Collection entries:
## START

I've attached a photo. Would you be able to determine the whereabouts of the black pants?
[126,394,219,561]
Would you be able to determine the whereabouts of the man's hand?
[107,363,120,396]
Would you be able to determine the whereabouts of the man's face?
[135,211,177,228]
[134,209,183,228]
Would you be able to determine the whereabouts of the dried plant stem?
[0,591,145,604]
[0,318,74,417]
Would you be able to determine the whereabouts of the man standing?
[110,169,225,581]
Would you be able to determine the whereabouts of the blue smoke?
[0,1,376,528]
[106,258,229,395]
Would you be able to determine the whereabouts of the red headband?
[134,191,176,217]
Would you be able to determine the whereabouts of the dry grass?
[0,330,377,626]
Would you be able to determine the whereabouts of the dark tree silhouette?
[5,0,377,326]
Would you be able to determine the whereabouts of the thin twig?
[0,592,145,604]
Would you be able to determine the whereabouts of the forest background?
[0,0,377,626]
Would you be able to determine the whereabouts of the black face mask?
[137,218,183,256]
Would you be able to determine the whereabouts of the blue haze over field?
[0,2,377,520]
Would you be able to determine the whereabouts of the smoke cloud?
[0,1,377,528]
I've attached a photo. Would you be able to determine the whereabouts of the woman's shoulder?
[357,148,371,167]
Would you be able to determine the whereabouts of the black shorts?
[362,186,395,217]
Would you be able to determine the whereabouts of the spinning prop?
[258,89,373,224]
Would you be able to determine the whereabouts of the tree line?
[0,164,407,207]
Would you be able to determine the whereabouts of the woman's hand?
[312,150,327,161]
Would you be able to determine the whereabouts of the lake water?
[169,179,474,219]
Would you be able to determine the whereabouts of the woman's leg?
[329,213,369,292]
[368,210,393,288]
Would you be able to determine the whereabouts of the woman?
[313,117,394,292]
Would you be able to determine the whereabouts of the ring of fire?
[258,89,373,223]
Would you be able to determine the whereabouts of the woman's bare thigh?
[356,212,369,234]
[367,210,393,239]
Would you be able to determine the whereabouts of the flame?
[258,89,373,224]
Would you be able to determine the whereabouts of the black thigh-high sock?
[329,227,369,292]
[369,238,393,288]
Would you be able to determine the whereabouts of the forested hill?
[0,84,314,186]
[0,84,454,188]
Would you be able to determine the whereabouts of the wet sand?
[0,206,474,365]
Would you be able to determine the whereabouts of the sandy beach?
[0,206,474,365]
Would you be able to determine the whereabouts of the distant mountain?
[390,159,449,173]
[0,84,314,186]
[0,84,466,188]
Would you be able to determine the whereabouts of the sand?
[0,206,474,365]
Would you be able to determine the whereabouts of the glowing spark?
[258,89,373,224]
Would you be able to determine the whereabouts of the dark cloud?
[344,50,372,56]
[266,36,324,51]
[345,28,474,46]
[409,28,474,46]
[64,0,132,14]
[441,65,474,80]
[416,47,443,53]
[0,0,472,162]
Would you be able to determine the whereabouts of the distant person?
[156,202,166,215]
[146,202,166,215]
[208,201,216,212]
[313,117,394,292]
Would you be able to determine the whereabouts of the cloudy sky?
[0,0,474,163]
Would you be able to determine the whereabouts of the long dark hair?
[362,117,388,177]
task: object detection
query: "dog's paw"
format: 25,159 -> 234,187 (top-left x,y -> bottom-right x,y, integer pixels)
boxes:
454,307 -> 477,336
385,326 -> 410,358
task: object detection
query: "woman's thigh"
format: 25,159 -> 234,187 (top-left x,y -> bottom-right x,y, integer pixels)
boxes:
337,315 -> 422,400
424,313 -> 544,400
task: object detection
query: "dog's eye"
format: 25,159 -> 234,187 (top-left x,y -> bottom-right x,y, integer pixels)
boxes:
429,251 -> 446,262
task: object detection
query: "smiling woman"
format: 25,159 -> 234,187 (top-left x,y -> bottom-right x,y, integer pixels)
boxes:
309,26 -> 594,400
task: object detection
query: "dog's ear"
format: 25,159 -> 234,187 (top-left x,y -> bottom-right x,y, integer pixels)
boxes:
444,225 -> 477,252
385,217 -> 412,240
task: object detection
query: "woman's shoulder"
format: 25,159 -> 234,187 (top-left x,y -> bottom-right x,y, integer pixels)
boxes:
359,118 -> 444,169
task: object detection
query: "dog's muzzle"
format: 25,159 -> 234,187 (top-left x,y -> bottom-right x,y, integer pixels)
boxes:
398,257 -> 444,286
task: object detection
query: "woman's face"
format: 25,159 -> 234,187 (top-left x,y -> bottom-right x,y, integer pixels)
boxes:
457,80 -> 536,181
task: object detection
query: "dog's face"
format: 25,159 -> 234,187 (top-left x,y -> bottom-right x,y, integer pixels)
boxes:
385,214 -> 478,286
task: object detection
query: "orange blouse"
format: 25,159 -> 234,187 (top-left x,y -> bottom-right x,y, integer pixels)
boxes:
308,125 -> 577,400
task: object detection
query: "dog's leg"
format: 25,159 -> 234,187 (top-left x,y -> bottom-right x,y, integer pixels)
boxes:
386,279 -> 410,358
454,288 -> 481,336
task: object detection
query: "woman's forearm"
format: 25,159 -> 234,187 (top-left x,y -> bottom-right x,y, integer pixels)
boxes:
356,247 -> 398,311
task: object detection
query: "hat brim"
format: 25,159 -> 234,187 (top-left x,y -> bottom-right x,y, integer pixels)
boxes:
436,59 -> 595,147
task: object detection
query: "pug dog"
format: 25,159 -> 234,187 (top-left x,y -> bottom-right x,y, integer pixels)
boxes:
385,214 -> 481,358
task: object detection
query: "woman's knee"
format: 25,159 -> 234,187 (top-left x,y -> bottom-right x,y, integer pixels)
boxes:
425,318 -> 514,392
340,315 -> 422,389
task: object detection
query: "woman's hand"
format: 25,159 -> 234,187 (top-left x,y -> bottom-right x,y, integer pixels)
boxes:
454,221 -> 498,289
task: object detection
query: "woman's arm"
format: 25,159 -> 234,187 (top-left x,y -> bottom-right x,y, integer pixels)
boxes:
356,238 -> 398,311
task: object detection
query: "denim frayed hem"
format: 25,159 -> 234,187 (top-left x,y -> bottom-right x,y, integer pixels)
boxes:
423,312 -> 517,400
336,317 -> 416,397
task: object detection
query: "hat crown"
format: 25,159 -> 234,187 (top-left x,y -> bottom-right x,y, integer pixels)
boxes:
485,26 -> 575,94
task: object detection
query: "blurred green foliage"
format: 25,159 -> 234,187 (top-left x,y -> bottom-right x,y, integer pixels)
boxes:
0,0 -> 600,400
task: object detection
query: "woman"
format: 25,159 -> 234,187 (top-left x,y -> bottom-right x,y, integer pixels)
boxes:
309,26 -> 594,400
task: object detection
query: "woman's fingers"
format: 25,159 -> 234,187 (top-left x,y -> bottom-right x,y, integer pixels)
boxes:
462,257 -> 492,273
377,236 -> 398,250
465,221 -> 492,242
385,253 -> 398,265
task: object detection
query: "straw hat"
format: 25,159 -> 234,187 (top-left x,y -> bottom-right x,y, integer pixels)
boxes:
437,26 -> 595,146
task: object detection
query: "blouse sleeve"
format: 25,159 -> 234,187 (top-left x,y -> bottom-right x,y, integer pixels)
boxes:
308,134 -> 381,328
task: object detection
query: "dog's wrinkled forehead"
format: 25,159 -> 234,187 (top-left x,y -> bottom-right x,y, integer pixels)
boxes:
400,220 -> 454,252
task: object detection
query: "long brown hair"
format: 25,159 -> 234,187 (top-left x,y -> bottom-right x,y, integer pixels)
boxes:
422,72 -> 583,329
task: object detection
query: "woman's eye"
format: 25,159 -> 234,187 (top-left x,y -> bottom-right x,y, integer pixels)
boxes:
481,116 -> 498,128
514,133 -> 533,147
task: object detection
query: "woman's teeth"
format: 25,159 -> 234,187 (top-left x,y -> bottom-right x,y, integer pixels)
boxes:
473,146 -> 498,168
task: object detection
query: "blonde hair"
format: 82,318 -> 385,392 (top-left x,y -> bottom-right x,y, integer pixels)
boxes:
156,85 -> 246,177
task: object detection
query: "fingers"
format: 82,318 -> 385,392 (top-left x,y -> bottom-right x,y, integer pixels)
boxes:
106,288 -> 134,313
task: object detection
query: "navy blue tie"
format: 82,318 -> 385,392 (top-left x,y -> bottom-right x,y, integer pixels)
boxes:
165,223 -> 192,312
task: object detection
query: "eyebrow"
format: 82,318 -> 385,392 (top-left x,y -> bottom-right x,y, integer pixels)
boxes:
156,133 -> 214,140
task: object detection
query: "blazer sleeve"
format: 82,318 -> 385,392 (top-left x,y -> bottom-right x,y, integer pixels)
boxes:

## END

Exercise:
Copy the lines above word for word, starting with the line that contains "the man's face?" and ending after the line that contains "[110,169,225,581]".

Exercise output:
Would you be able to determine the whereabouts of the man's face?
[135,211,177,228]
[134,209,183,228]
Would you be able to determine the whereabouts of the dried plant stem?
[0,591,145,604]
[0,318,74,417]
Would you be able to determine the whereabouts of the man standing?
[110,169,225,581]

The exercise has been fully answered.